» WHAT THIS TASK INVOLVES
Can you edit the records so every "play diagram" becomes "match diagram", leaving the rest of each line unchanged and omitting the pictures from your answer?

## Start

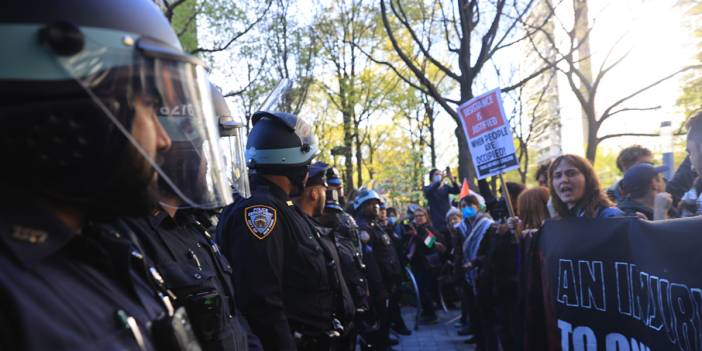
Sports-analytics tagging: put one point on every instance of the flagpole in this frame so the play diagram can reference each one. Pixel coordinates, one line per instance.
(508, 199)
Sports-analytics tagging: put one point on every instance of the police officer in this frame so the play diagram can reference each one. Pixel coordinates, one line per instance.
(311, 205)
(335, 183)
(81, 83)
(280, 270)
(379, 245)
(175, 235)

## End

» PROBLEM SOLUTION
Sports-analytics tagging: put one point on every instance of the flagpole in this frame so the match diagram can reference each one. Pixel coordinates, one line per instance.
(508, 199)
Sports-analytics tagging: put one point on every instance of the police officer in this frame so the match diagram can reference each one. Pixel coordinates, one line per instance.
(311, 205)
(335, 183)
(81, 83)
(280, 270)
(379, 245)
(175, 235)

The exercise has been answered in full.